CONSIGNE ▸ Dans l'arrêt de la cour d'appel de Toulouse, quelle somme le tribunal a-t-il accordée à Madame Laurence Q. épouse Z. à titre de dommages et intérêts pour perte de chance ?

TEXTE FOURNI ▸
========

CA Toulouse, 1re ch. sect. 1, 15 février 2016, n° 15/00127
TOULOUSE
Arrêt
Confirmation
PARTIES
Demandeur :
Burger Saint Pierre (SARL)
Défendeur :
Saint Pierre (SCI)
COMPOSITION DE LA JURIDICTION
Président :
M. Moulis
Conseillers :
M. Straudo, M. Muller
EXPOSÉ DU LITIGE
Madame Laurence Q. épouse Z. est propriétaire d'un appartement de type 3 à usage locatif au premier étage d'un immeuble en copropriété situé [...], au rez-de-chaussée duquel la S.A.R.L BURGER SAINT PIERRE exploite un fonds de commerce de restauration rapide sous l'enseigne BURGER A LA UNE dans des locaux reçus à bail le 23 mars 2012 de la S.C.I. SAINT PIERRE.
Se plaignant de nuisances sonores et olfactives liées au système d'extraction de ce commerce côté cour, elle a, par acte d'huissier en date du 21 novembre 2013, fait assigner la S.C.I. SAINT PIERRE et la S.A.R.L. BURGER SAINT PIERRE devant le tribunal d'instance de TOULOUSE en indemnisation de sa perte de loyers et de son préjudice moral sur le fondement de l'article 1382 du code civil.
Par jugement en date du 9 décembre 2014, le tribunal, considérant que les nuisances sonores ont excédé les inconvénients normaux de voisinage jusqu'au remplacement du système d'extraction, a :
- condamné in solidum la S.C.I. SAINT PIERRE et la S.A.R.L. BURGER SAINT PIERRE à payer à Madame Laurence Q. épouse Z. la somme de 2.000 € à titre de dommages et intérêts pour perte de chance (de relouer plus rapidement l'appartement) et dit que la S.A.R.L. BURGER SAINT PIERRE devra garantir la S.C.I. SAINT PIERRE à ce titre
- ordonné l'exécution provisoire
- condamné in solidum la S.C.I. SAINT PIERRE et la S.A.R.L. BURGER SAINT PIERRE à payer à Madame Laurence Q. épouse Z. la somme de 1.000 € en application de l'article 700 du code de procédure civile, dit que la S.A.R.L. BURGER SAINT PIERRE devra garantir la S.C.I. SAINT PIERRE à ce titre et condamné la S.A.R.L. BURGER SAINT PIERRE à payer à la S.C.I. SAINT PIERRE la somme de 700 € au même titre
- débouté les parties de leurs plus amples demandes
- condamné in solidum la S.C.I. SAINT PIERRE et la S.A.R.L. BURGER SAINT PIERRE aux dépens.

========

INFORMATIONS FOURNIES ▸

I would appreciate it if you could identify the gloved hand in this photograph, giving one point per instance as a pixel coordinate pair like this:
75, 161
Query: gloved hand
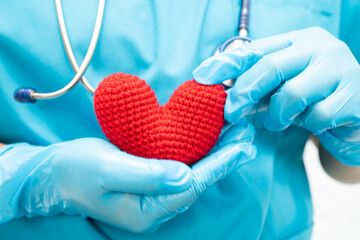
94, 178
313, 80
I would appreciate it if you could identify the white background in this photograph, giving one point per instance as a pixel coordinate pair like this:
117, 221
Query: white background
336, 205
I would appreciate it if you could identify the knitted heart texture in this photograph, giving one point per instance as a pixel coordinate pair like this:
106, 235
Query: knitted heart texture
184, 129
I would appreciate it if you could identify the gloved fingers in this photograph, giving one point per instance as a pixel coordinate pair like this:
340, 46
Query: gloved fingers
263, 78
232, 64
334, 111
206, 172
145, 176
218, 164
241, 131
297, 94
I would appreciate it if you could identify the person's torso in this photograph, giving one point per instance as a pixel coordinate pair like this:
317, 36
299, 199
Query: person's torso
162, 42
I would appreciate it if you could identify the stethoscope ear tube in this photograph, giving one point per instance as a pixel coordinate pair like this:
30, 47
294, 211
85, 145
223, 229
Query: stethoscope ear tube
29, 95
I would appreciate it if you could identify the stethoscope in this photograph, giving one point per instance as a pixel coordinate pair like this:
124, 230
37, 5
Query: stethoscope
30, 95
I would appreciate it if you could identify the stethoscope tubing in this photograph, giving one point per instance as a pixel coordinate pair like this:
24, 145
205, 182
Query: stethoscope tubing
30, 94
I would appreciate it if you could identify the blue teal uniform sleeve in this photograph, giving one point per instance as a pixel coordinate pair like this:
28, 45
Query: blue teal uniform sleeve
162, 42
350, 26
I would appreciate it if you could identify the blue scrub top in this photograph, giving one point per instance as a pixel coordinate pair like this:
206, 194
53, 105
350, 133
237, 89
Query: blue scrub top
161, 42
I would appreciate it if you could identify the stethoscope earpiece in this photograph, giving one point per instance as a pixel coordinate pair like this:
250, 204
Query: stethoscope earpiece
24, 95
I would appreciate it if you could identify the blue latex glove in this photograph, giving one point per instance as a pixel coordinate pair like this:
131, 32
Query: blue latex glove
313, 80
94, 178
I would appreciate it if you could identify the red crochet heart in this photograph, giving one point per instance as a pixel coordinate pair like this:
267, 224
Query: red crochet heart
184, 129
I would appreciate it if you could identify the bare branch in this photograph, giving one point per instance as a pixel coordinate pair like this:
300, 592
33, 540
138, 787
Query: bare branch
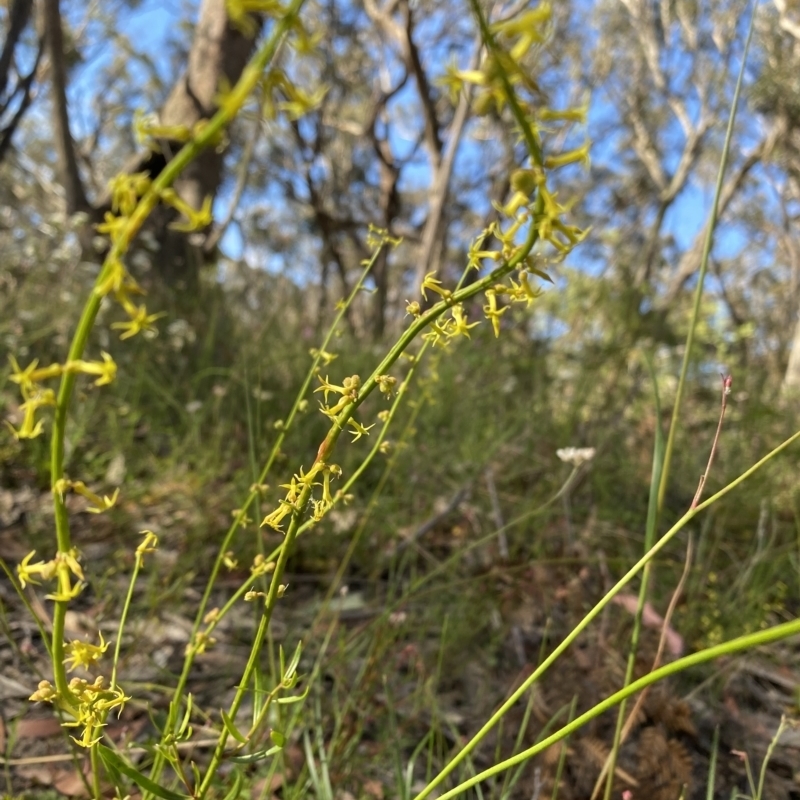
690, 261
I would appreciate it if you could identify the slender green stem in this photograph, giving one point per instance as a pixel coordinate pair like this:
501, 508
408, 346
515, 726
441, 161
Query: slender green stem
698, 293
748, 642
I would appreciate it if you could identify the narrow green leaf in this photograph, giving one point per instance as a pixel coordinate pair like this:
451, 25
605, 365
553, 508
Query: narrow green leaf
236, 789
251, 758
115, 765
277, 738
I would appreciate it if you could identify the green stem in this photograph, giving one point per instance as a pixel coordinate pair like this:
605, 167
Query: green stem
751, 640
698, 294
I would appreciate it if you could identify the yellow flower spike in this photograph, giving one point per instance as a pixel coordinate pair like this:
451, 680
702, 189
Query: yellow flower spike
358, 429
126, 189
386, 384
578, 114
460, 319
526, 292
139, 321
301, 102
83, 654
528, 23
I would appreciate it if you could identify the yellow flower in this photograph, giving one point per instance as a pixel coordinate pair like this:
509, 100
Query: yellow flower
83, 654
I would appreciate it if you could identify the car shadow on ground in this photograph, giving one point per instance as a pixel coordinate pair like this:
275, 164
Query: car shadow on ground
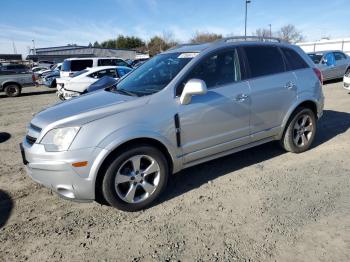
333, 81
6, 206
4, 136
332, 124
32, 94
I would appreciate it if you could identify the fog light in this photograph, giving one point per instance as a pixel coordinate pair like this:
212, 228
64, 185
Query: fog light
80, 164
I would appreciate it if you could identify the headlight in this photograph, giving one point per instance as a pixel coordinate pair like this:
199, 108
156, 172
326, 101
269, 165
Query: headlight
59, 139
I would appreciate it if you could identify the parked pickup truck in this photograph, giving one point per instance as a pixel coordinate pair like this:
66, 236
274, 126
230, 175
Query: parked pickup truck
12, 83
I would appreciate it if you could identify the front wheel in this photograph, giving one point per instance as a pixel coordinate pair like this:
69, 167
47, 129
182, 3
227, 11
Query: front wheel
300, 131
135, 178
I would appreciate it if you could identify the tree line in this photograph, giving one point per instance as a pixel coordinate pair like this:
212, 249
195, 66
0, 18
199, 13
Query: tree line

========

RÉPONSE ATTENDUE ▸ La somme de 2.000 €.